++++ Data excerpts

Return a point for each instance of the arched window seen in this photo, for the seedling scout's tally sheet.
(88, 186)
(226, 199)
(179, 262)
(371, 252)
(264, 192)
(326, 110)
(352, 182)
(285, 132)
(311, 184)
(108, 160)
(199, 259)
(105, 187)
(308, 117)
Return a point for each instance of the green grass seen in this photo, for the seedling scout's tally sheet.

++++++++

Given task >>
Render all of the data above as a numbered list, leaving out any blank lines.

Answer to this problem >>
1. Return a point for each instance of the arched window seen in this photo, for the seedling scout's tally sheet.
2. (88, 186)
3. (226, 199)
4. (179, 262)
5. (371, 252)
6. (264, 192)
7. (326, 110)
8. (352, 182)
9. (285, 132)
10. (311, 184)
11. (108, 160)
12. (199, 259)
13. (105, 187)
14. (308, 117)
15. Return a point for each instance of the green grass seen in this photo, for the seedling scout's tally sheet.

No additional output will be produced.